━━━━━ Excerpted records ━━━━━
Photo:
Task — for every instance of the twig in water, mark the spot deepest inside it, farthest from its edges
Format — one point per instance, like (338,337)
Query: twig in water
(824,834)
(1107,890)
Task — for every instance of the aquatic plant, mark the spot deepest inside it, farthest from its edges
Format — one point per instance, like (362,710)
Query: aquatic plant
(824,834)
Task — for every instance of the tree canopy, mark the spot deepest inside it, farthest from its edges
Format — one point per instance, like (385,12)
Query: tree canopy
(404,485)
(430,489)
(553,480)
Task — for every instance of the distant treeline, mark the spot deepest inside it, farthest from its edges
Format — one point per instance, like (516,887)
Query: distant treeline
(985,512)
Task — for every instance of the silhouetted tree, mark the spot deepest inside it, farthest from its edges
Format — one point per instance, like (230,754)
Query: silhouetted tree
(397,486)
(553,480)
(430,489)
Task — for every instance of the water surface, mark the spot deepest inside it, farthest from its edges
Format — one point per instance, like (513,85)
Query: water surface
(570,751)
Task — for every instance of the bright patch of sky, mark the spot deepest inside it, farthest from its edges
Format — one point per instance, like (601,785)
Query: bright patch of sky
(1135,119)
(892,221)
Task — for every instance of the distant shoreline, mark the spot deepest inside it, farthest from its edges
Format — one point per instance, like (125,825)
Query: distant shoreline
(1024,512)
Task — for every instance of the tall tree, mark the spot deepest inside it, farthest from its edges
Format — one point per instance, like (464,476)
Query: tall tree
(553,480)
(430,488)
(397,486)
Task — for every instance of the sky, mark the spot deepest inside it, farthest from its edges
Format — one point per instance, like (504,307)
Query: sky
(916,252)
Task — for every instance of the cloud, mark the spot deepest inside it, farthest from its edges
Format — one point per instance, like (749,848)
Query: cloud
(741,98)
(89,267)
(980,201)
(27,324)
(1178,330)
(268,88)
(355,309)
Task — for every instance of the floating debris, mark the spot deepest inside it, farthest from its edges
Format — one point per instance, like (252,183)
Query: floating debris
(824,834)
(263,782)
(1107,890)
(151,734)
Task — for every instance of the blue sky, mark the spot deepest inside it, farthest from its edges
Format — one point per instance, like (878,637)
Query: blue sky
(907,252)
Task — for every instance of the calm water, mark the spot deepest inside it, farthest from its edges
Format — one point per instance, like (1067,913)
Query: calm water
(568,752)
━━━━━
Set exercise —
Restate the whole listing exactly.

Task response —
Photo:
Task — for every instance of the twig in water, mark the spot deepest inside it, farthest from its edges
Format — one point per instance, like (338,337)
Query: twig in water
(824,834)
(1107,890)
Task — for every instance of the aquatic plant, mark the spot deepest inside it, farthest from its edges
Format — one point per instance, like (362,710)
Query: aquatic plant
(824,834)
Task — for every instance of the tree canopy, mark the spot deepest inside it, farthest from its edges
Format — one point per instance, like (385,12)
Query: tree canopy
(404,485)
(430,489)
(553,480)
Task — for every instance of the distant treeline, mark the spot deepest inside it, farthest from its edges
Format — one point per instance, like (516,887)
Query: distant treeline
(985,512)
Task — for every instance of the silhouetted tree, mark the spot deepest inside it, farthest from its edges
Format — one point per instance, like (230,754)
Query: silhouetted tree
(397,486)
(553,480)
(430,489)
Task — for every instance of the water surface, mark the spot deepest inside it, farthest from its edges
Format — one point per instance, like (513,85)
Query: water surface
(570,751)
Task — for every instance of the bright patch of sky, mark the spot deepest inside it, farthest from its edges
Format — one point per instance, like (601,785)
Query: bright patch of sky
(1135,119)
(892,221)
Task — for every instance of the distant shoreline, mark the spot deepest inside it, farthest from its edges
Format — one point per instance, like (125,825)
Query: distant shoreline
(1024,512)
Task — for every instance of the tall tree, mark the spot deepest inside it, farthest from its edges
Format — one point per instance, like (464,476)
Query: tall tree
(553,480)
(430,488)
(397,486)
Task — for every instance of the sky, mark the spot deepest inside it, farthest from its edges
Format — one point per instance, like (504,307)
Query: sky
(916,252)
Task — for every instance of the cloud, mark the spot deepest inside it, farthest from its edges
Format — one point per instance, like (749,848)
Query: cloud
(741,98)
(89,267)
(980,201)
(27,324)
(1178,330)
(268,88)
(355,309)
Task — for every instance of the floating debris, mark the spot deepest inside it, farthest from its edges
Format — one point per instance, like (252,183)
Query: floating debris
(824,834)
(263,782)
(1107,890)
(151,734)
Task — for every instance of the blue sky, mark the spot deepest inside it, farthest from its edges
Format — one point per instance, like (878,637)
Query: blue sky
(907,252)
Task — for every instance of the calm water, mark the spot deepest inside it, farthest from its edges
Format — one point per instance, like (1067,913)
Query: calm water
(568,752)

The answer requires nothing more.